AIM OF THE TASK: Copy every line of the data below without changing a single character.

Stored items:

[BEGIN]

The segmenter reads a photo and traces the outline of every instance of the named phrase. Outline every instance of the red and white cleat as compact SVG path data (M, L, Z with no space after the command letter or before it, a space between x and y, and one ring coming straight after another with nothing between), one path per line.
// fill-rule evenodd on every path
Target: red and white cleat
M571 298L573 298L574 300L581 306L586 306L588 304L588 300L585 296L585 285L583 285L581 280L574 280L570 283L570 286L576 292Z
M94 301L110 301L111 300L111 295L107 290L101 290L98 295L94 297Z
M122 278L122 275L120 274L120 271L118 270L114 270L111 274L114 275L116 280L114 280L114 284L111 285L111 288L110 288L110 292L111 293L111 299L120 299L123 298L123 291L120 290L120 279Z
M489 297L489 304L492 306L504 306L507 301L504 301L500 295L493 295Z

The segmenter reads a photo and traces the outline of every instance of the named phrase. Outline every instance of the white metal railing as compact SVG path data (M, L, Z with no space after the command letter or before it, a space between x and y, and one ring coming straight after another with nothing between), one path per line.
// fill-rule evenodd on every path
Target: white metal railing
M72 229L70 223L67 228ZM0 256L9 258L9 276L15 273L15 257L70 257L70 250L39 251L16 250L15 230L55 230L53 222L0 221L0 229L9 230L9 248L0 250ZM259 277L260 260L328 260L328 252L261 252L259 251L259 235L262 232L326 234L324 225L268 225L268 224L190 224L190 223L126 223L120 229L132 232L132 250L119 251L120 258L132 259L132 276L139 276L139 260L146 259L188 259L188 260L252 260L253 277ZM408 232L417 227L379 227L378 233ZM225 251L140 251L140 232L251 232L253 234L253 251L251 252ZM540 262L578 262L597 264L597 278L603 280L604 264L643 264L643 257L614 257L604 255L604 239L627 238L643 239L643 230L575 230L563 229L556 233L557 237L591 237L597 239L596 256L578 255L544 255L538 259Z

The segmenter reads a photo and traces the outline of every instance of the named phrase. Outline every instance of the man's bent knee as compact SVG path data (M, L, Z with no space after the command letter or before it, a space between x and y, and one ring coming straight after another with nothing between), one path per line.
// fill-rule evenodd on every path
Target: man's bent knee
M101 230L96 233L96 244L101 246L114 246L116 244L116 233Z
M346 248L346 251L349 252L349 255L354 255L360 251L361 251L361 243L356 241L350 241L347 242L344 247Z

[END]

RESPONSE TO THE TASK:
The segmenter reads a photo and traces the outline of every instance of the named phrase. Outline every instance of the red and white cleat as compact SVG path data (M, L, Z with no space after the command letter or before it, a space between x and y, and one ring coming straight after another with nothing between), one path per line.
// fill-rule evenodd on every path
Target: red and white cleat
M571 298L573 298L574 300L581 306L586 306L588 304L588 300L585 296L585 285L583 285L581 280L574 280L570 283L570 286L576 292Z
M94 301L110 301L111 300L111 295L107 290L101 290L98 295L94 297Z
M122 278L122 275L120 274L120 271L118 270L114 270L111 274L114 275L116 280L114 280L114 284L111 285L111 288L110 288L110 292L111 293L111 299L120 299L123 298L123 291L120 290L120 279Z
M489 297L489 304L492 306L504 306L507 301L504 301L500 295L493 295Z

The segmenter reads a photo and traces the outline of every instance of the named phrase. Outline every instance of the white metal railing as compact SVG path data (M, L, Z with no space after the command letter or before it, a space between x and y, and one ring coming straight after another with nothing between), one path per line.
// fill-rule evenodd on every path
Target: white metal railing
M72 229L70 223L67 228ZM0 256L9 258L9 276L15 273L15 257L70 257L70 250L39 251L16 250L15 230L55 230L53 222L0 221L0 229L9 230L9 248L0 250ZM259 277L260 260L328 260L328 252L261 252L259 251L259 235L262 232L326 234L324 225L268 225L268 224L190 224L190 223L126 223L120 229L132 232L132 250L119 251L120 258L132 259L132 276L139 276L139 260L146 259L188 259L188 260L252 260L253 277ZM408 232L417 227L379 227L378 233ZM225 251L140 251L140 232L251 232L253 234L253 251L251 252ZM540 262L578 262L597 264L597 278L603 280L604 264L643 264L643 257L614 257L604 255L604 239L627 238L643 239L643 230L575 230L563 229L556 233L557 237L591 237L597 239L596 256L578 255L544 255L538 259Z

The segmenter reads a photo and traces the outline of every instance of the named phrase. Outline every instance of the man's bent knee as compact SVG path data (M, L, Z with no space after the command letter or before it, a space between x and y, and one ring coming straight after another with nothing between), one path per line.
// fill-rule evenodd on every path
Target: man's bent knee
M101 230L96 233L96 244L101 246L114 246L116 244L116 233Z
M346 248L346 251L349 252L349 255L354 255L360 251L361 251L361 243L356 241L350 241L347 242L344 247Z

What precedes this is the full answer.